───── Provided entries
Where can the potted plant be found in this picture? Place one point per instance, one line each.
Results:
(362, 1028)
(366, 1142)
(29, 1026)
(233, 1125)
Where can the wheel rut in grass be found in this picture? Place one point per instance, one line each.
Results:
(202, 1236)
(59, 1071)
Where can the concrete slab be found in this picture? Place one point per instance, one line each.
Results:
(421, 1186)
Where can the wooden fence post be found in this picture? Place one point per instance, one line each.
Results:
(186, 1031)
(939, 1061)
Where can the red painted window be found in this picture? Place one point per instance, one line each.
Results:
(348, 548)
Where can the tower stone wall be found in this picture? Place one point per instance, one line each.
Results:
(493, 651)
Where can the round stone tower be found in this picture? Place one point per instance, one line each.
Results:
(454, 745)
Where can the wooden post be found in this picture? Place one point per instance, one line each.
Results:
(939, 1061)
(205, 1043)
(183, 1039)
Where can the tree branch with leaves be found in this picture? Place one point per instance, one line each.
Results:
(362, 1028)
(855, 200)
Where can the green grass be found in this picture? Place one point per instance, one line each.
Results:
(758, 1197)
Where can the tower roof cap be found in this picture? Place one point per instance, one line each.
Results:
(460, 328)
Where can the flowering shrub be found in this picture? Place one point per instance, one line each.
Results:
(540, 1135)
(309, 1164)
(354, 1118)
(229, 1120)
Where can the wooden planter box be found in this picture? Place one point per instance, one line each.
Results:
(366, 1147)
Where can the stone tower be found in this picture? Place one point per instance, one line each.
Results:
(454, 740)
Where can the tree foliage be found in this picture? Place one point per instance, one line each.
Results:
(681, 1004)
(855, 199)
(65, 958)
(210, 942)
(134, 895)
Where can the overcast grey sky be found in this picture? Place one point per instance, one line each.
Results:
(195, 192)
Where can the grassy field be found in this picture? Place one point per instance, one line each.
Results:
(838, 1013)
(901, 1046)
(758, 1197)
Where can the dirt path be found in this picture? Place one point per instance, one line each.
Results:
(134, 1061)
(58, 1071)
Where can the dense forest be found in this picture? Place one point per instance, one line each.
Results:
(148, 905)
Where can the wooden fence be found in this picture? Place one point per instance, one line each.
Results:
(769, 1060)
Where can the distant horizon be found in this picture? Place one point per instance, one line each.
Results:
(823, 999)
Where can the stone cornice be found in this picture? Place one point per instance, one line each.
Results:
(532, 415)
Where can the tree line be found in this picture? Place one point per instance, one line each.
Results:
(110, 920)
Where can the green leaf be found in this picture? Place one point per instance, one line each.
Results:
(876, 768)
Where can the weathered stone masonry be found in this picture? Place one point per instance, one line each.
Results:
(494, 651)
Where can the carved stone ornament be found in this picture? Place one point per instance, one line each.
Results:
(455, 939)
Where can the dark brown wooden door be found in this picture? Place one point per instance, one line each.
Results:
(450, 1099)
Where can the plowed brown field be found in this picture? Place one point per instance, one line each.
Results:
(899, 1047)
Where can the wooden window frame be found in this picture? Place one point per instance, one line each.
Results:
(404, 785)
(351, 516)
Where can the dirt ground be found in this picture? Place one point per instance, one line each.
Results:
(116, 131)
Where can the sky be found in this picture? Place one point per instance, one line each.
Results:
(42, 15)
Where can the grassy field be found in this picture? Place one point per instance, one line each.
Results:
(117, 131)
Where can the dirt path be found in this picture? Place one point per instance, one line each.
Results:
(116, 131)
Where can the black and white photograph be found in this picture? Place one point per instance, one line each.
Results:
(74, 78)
──────────
Task brief: Return a copy of each line in the entries that carries the string "post".

Result for this exercise:
Where can the wooden fence post be found in this picture? Place one point per instance, one line each.
Where can the wooden post be found in this picture? Place one point per instance, one line each.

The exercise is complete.